Problem to solve. After locating the line that contains "Every instance of the reflection" in the records below, write out exactly that line and each line after it through the one that contains "Every instance of the ceiling", and nothing else.

Task input.
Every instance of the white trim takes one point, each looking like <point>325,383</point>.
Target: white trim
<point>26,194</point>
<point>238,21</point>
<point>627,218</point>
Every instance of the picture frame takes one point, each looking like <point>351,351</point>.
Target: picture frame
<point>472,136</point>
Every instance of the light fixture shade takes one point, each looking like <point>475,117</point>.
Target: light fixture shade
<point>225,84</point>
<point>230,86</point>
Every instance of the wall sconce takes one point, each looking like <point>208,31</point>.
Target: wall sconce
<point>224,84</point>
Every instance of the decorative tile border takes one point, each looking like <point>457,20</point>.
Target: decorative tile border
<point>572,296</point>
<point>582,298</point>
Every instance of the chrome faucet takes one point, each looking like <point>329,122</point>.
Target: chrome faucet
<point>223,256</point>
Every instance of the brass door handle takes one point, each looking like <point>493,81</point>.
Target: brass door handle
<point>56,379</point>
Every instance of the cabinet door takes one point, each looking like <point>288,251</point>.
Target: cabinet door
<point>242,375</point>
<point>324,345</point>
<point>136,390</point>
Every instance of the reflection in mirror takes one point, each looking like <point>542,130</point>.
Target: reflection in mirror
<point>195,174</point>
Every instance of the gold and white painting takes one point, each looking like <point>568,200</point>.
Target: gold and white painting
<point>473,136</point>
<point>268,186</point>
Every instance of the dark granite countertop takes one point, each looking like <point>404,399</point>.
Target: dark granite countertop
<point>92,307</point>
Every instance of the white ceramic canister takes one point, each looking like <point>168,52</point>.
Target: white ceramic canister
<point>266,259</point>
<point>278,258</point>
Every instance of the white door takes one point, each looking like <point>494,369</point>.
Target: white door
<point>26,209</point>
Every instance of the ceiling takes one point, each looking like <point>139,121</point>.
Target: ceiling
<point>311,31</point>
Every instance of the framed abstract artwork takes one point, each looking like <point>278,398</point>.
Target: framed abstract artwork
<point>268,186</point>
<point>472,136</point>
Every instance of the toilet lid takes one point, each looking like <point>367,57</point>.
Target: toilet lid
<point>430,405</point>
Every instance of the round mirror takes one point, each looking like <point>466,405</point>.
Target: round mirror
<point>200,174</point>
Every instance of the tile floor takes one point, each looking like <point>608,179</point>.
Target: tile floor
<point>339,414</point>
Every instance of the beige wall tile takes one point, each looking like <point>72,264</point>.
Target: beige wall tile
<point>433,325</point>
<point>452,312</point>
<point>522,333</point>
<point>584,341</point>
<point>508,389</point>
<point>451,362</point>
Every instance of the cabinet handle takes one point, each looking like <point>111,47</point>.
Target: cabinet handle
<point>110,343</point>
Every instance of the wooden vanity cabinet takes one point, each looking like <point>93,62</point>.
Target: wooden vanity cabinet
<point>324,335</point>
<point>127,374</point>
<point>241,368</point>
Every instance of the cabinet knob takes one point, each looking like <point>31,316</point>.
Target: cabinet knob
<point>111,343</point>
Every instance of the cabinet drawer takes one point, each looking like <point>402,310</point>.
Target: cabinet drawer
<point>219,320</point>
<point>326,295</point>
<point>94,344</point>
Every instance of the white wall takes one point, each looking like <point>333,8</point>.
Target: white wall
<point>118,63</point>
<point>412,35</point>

Solved problem.
Every instance of the reflection in mirror takes one point, each looking like <point>542,130</point>.
Target: reflection in mirror
<point>195,174</point>
Every instance of the gold and white painting takes one point, each looking like <point>568,200</point>.
Target: gold and white painting
<point>473,136</point>
<point>268,186</point>
Every instance of the dark granite countertop takes one point, each looking like <point>404,399</point>.
Target: dark granite countertop
<point>92,307</point>
Every instance of the white ceramic canister takes one point, each looking like <point>168,52</point>.
Target: white ceramic canister
<point>266,259</point>
<point>278,258</point>
Every instance of the white door takes one point, each looking like <point>494,369</point>.
Target: white door
<point>26,209</point>
Every instance of the ceiling takes one point, each looking like <point>139,121</point>.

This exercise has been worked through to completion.